- _DIRECTION_:
Filter the records below, keeping every line that contains the word "blue".

- _LISTED ENTRIES_:
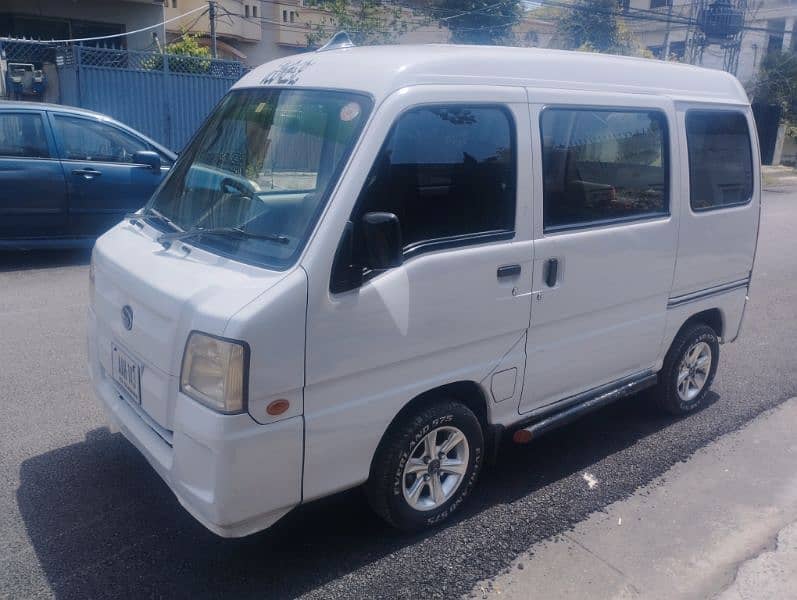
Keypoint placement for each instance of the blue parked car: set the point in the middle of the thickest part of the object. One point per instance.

---

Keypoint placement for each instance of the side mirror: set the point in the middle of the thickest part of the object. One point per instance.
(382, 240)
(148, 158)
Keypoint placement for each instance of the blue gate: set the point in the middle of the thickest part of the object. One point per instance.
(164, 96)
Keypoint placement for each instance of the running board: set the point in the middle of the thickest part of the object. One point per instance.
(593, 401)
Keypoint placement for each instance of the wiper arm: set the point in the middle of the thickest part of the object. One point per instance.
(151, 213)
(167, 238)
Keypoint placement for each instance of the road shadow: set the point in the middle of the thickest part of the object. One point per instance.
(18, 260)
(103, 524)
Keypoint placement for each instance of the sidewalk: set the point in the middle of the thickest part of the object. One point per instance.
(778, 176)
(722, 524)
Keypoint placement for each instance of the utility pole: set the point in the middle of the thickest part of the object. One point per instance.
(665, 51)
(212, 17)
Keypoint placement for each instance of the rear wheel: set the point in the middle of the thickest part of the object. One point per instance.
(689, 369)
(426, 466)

- _CORRECT OUTPUT_:
Keypoint placement for each instance of the blue parked car: set the point in the middle of the thickest part of the object. One point per instance.
Keypoint placement for each instance of the blue gate: set the point in the middle of the thickest part of the object. One point per instance.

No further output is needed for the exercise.